(Dataset records)
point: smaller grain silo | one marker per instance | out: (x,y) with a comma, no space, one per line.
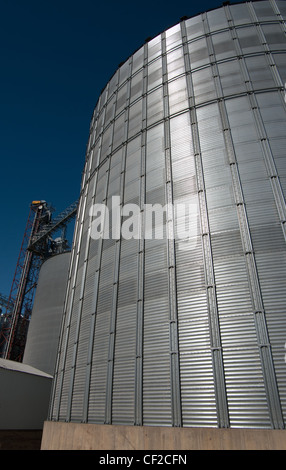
(44,329)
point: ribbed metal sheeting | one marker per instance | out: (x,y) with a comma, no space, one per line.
(185,332)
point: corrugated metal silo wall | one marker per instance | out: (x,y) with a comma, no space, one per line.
(185,332)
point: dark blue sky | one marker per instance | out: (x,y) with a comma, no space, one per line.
(56,56)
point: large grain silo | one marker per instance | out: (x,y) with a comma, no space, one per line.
(182,332)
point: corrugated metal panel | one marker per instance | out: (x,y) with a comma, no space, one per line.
(246,396)
(210,110)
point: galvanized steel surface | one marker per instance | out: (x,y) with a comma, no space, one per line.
(185,332)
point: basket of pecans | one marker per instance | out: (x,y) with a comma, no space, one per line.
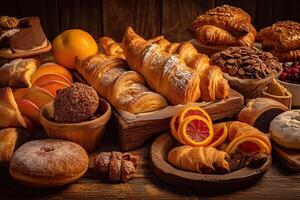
(247,69)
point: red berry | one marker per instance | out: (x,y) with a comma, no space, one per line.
(294,70)
(283,76)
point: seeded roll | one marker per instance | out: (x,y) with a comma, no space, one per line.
(75,104)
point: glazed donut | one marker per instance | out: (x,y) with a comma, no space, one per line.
(48,163)
(285,129)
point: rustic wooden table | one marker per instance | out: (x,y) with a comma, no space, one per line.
(278,183)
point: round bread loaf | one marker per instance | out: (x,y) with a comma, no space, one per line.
(285,129)
(48,163)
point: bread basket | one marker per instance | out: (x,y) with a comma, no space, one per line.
(87,134)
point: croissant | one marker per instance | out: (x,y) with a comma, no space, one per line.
(212,83)
(124,89)
(17,73)
(10,114)
(165,73)
(199,159)
(111,48)
(239,132)
(225,25)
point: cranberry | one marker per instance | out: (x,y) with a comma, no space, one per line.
(294,71)
(283,76)
(287,70)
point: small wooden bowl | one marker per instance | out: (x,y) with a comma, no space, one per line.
(87,134)
(165,171)
(285,100)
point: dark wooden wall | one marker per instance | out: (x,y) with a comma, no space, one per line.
(148,17)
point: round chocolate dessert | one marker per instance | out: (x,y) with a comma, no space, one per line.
(75,104)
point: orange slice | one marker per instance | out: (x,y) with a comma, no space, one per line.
(174,124)
(248,145)
(194,110)
(196,131)
(220,135)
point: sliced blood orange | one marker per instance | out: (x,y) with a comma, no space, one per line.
(196,131)
(194,110)
(174,124)
(248,145)
(220,135)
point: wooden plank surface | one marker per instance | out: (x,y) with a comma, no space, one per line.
(81,14)
(144,16)
(278,183)
(178,15)
(149,17)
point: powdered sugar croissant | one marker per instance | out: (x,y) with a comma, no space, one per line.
(164,72)
(109,75)
(199,159)
(212,83)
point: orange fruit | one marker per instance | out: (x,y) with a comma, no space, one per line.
(174,124)
(196,131)
(71,44)
(248,145)
(194,110)
(220,135)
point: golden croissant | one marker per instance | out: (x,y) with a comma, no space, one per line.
(125,90)
(164,72)
(199,159)
(212,83)
(17,73)
(9,111)
(225,25)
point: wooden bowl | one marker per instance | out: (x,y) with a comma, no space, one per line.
(285,100)
(165,171)
(87,134)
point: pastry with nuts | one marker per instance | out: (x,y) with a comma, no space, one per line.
(225,25)
(282,39)
(248,69)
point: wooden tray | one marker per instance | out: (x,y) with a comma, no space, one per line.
(290,157)
(163,170)
(10,56)
(133,134)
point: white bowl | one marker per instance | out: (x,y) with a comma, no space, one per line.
(294,89)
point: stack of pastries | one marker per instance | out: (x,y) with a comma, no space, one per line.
(108,73)
(225,26)
(282,39)
(177,71)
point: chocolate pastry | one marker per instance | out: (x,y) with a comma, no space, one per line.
(114,172)
(75,104)
(102,161)
(21,35)
(282,39)
(117,167)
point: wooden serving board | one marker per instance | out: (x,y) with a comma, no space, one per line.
(165,171)
(10,56)
(290,157)
(132,135)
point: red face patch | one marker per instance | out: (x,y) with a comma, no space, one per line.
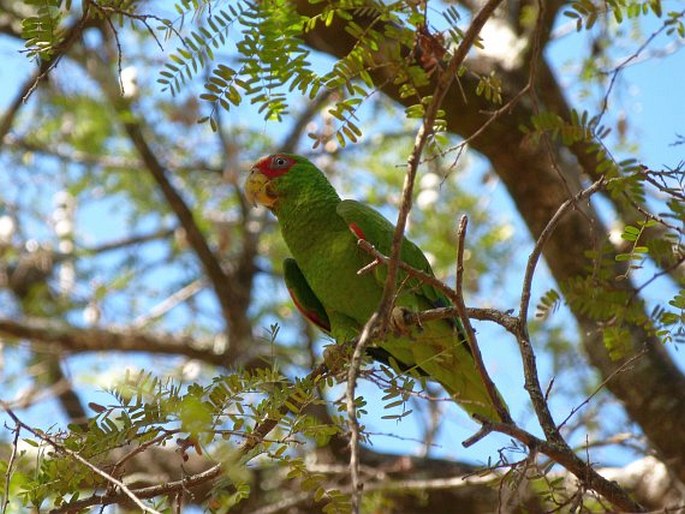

• _Task description_
Identify each line of the material above that contains the string "silo", and copy those lines. Matching is case-sensitive.

• _Result of this exercise_
point: smaller grain silo | one marker per instance | out: (x,y) with a comma, no space, one per line.
point: corrugated metal silo wall | one marker per instance | out: (x,y) with a comma, no space, one per line.
point: large grain silo | one marker per instance | out: (x,y) with a comma, no space, one per line.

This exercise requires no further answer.